**Selection**
World Champions Cup

Tournament information
- Location: Clearwater, Florida. U.S.
- Established: 2023
- Course: Feather Sound Country Club
- Par: 72
- Tour: PGA Tour Champions
- Format: Stroke play
- Prize fund: US$1,575,000
- Month played: December

Current champion
- Team Europe

= World Champions Cup =

Golf tournament

The World Champions Cup is an annual golf tournament for three seven-player teams, consisting of PGA Tour Champions players. It was first played in 2023 at The Concession Golf Club in Bradenton, Florida. The 2025 edition was moved to Feather Sound Country Club in Clearwater, Florida.

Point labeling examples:
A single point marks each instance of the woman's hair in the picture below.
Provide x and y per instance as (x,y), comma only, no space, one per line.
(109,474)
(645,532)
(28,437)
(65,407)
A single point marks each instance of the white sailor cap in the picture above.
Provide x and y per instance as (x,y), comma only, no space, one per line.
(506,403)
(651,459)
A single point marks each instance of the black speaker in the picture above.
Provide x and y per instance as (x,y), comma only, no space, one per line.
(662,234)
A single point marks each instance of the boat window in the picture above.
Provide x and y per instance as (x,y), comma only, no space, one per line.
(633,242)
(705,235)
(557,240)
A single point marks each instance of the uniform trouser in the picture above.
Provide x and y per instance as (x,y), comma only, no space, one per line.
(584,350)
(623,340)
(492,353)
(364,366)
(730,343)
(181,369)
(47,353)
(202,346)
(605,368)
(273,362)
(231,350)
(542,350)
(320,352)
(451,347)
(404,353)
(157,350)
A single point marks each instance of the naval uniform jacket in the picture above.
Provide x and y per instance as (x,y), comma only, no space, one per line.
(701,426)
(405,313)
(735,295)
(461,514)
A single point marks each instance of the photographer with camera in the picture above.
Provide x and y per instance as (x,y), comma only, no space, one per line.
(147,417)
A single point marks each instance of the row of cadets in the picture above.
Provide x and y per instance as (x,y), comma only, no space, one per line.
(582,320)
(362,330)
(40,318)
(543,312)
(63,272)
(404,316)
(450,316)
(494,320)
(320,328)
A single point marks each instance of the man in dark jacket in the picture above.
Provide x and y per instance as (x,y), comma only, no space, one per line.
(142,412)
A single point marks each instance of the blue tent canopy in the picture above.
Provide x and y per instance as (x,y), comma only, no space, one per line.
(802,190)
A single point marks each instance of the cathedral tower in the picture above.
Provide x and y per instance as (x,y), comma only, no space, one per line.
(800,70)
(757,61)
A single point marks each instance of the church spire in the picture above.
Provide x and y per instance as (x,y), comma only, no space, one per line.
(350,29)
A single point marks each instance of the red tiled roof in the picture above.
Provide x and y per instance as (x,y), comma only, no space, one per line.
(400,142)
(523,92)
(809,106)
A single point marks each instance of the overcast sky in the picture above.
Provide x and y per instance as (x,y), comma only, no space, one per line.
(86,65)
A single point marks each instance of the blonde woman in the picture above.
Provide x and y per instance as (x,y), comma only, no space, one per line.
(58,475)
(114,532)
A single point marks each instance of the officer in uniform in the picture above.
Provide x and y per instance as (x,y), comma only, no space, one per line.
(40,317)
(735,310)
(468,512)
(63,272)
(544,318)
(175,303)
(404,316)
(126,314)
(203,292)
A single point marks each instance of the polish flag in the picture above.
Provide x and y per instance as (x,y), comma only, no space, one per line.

**Your tasks**
- 1) In the World Champions Cup article above, condense the paragraph beginning "The World Champions Cup is an annual golf tournament" into a short bulleted list that keeps its main facts.
- 2) Carry the World Champions Cup article forward from its final sentence.

**Answers to each task**
- 1)
- Annual golf tournament for three teams of seven PGA Tour Champions players
- First played in 2023 at The Concession Golf Club in Bradenton, Florida
- 2025 edition moved to Feather Sound Country Club in Clearwater, Florida

- 2)
==Format==
The tournament is a three-day competition involving three seven-player teams, one representing the United States, one representing Europe, and one International, consisting of the rest of the Americas, Asia, Africa, and Oceania, and is a stroke-play team competition contested across 24 9-hole matches featuring team and singles play. The team formats are six-ball and Scotch six-somes (modified alternate shot), with morning and afternoon waves. Team USA captained by Jim Furyk won the inaugural competition.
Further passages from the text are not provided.